> **TASK OBJECTIVE**: Begin with the first line of the entries below. Copy each line exactly, stopping after the one that contains "window frame on".

> **RECORDS TO USE**:
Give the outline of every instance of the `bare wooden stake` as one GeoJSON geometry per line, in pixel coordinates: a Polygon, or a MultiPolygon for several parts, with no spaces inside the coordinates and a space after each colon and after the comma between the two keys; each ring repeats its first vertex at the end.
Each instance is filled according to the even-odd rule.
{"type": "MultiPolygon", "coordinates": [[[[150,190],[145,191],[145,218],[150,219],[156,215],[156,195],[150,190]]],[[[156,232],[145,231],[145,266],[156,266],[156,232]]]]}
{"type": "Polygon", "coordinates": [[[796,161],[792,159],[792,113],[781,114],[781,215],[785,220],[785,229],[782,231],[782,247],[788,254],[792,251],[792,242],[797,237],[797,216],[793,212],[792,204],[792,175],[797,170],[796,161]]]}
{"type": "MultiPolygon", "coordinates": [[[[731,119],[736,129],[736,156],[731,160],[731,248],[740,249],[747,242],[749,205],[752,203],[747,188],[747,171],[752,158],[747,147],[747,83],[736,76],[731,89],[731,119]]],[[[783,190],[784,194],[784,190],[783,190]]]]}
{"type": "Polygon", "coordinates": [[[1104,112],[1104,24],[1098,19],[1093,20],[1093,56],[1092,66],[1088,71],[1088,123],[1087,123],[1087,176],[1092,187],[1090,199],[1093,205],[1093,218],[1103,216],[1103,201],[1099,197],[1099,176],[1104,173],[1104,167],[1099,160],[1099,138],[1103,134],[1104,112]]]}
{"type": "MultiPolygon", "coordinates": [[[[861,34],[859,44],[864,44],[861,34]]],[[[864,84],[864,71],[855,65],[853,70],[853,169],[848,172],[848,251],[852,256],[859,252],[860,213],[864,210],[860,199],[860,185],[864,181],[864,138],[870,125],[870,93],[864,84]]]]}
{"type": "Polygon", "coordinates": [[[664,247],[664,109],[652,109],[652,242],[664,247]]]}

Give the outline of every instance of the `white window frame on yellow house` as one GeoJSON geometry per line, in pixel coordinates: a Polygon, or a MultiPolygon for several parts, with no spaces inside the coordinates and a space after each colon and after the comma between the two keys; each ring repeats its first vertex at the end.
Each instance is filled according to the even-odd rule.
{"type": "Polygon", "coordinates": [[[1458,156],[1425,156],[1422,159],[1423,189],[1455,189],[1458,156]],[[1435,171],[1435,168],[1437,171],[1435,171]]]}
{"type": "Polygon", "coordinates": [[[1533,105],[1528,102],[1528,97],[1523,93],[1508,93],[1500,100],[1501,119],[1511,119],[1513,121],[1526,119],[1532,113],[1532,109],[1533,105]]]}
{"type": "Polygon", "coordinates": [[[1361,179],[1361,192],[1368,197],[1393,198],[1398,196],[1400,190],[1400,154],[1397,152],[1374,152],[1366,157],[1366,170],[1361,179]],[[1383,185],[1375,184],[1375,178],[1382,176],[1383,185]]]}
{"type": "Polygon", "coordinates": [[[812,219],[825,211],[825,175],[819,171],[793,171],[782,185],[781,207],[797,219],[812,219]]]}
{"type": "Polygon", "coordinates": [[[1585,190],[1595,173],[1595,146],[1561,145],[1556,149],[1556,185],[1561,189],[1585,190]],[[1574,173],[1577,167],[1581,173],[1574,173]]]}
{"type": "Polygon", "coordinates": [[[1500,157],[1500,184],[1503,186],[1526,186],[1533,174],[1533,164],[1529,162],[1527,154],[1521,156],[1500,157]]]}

> **ANSWER BOX**:
Give the outline of every instance of the `bare wooden stake` as one GeoJSON geometry per line, in pixel coordinates: a Polygon, or a MultiPolygon for several parts, with no spaces inside the coordinates and a space after each colon and after the comma between the two keys; each ring repeats its first vertex at the end.
Each instance is filled according to the even-odd rule.
{"type": "MultiPolygon", "coordinates": [[[[150,190],[145,191],[145,218],[150,219],[156,215],[156,195],[150,190]]],[[[156,232],[145,231],[145,266],[156,266],[156,232]]]]}
{"type": "Polygon", "coordinates": [[[796,161],[792,159],[792,113],[781,114],[781,215],[785,220],[785,229],[782,231],[782,247],[788,254],[792,251],[792,242],[797,237],[797,216],[793,212],[792,204],[792,175],[797,170],[796,161]]]}
{"type": "MultiPolygon", "coordinates": [[[[731,119],[736,129],[736,156],[731,160],[731,248],[740,249],[747,242],[749,205],[752,203],[747,188],[747,171],[752,158],[747,147],[747,83],[736,76],[731,89],[731,119]]],[[[783,190],[784,194],[784,190],[783,190]]]]}
{"type": "Polygon", "coordinates": [[[1104,112],[1104,24],[1098,19],[1093,20],[1093,56],[1092,66],[1088,71],[1088,123],[1087,123],[1087,176],[1092,187],[1090,199],[1093,205],[1093,218],[1103,216],[1103,201],[1099,197],[1099,176],[1104,173],[1104,167],[1099,160],[1099,138],[1103,134],[1104,112]]]}
{"type": "MultiPolygon", "coordinates": [[[[861,34],[859,44],[864,44],[861,34]]],[[[864,84],[864,71],[855,65],[853,70],[853,169],[848,172],[848,251],[852,256],[859,252],[860,213],[864,210],[860,199],[860,185],[864,181],[864,138],[870,125],[870,93],[864,84]]]]}
{"type": "Polygon", "coordinates": [[[664,247],[664,109],[652,109],[652,242],[664,247]]]}

Give the outline of every instance of the `white window frame on yellow house` as one GeoJSON geometry per line, in pixel coordinates: a Polygon, or a MultiPolygon for several parts, with no spaces inside the coordinates and a space after each colon and after the comma between the two keys; each ring repeats its first vertex at the end.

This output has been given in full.